Excerpted text:
-------
AKMA Adam: Interpretation and Belief

by Plutopia News Network
Photo of AKMA Adam.

In this episode of the Plutopia podcast, AKMA Adam discusses his path to the priesthood, faith, interpretation and belief, doctrine, rock and roll, and postmodern thought.

My work is interpreting the Bible and not teaching doctrine, and when I say this – my wife was a theologian – I’m envisioning her saying, “No, that’s not the way it is.” So I’m trying to be careful. But the way doctrine functions most effectively and helpfully in the Church of England is when it’s shaping the way we live. It’s a reflection and expression of the kind of people we are and the kinds of things that we do and believe in.
-------
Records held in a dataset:
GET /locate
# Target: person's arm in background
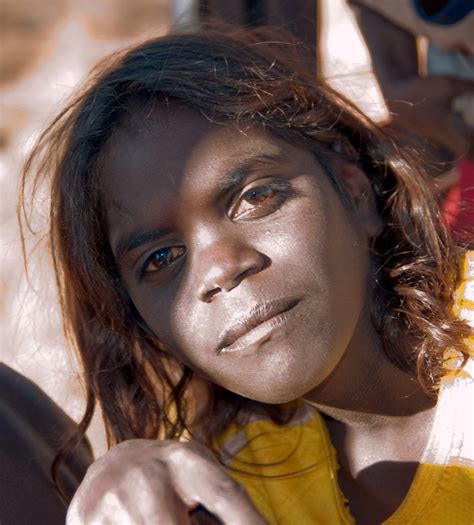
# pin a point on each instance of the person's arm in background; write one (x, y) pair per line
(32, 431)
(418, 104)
-------
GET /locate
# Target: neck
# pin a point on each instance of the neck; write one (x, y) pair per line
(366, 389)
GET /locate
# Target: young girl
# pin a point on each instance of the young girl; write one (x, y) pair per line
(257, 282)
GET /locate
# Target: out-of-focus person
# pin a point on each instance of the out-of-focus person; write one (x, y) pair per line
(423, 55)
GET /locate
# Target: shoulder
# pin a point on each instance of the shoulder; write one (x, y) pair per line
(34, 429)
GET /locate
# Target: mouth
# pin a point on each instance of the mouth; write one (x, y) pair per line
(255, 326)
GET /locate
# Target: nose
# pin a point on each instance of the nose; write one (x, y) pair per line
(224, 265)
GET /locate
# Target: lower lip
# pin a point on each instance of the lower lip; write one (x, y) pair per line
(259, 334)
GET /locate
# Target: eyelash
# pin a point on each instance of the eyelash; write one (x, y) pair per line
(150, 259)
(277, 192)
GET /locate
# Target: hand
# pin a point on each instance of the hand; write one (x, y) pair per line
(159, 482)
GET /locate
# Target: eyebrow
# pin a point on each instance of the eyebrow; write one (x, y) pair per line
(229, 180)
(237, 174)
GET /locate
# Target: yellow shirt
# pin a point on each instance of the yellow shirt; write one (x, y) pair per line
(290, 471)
-------
Things to do:
1. Answer these questions from the AKMA Adam episode text:
(a) Which podcast is the episode part of?
(b) What was the speaker's wife?
(c) According to the speaker, when does doctrine function most effectively and helpfully in the Church of England?
2. Write a continuation of the AKMA Adam episode text, starting after its final sentence.

Exercise responses:
1.
(a) The Plutopia podcast.
(b) A theologian.
(c) When it's shaping the way we live.

2.
AKMA is an ordained priest, currently a Tutor in New Testament at the University of Oxford; he’s also a blogger, technology-observer, and author especially about hermeneutics, the theory of interpretation. He tutors St. Stephen’s House’s ordinands, and Oriel’s undergraduates, in New Testament and Greek — after stints teaching in the US at Eckerd College, Princeton Theological Seminary, Seabury-Western Seminary, and Duke University. He and his wife Margaret taught in Scotland at the University of Glasgow before coming south to Oxford. He read Philosophy as an undergraduate at Bowdoin College, then trained for ordained ministry at Yale Divinity School, and wrote his doctoral thesis on New Testament theology at Duke University.

He has written various books and articles about the Gospel of Matthew and the Epistle of James, but especially about hermeneutics — the theory of interpretation, and how we identify better and worse interpretations. He draws on fields as diverse as surrealism, comics theory, midrash, information design, psychology, rock’n’roll, and postmodern critical theory to explain how people arrive at their interpretive conclusions.

He’s also given keynotes at the Society for Scholarly Publishing and Catholic Biblical Association; invited talks at the early Digital Identity World conferences and at David Isenberg’s Freedom to Connect conferences, as well as numerous academic talks.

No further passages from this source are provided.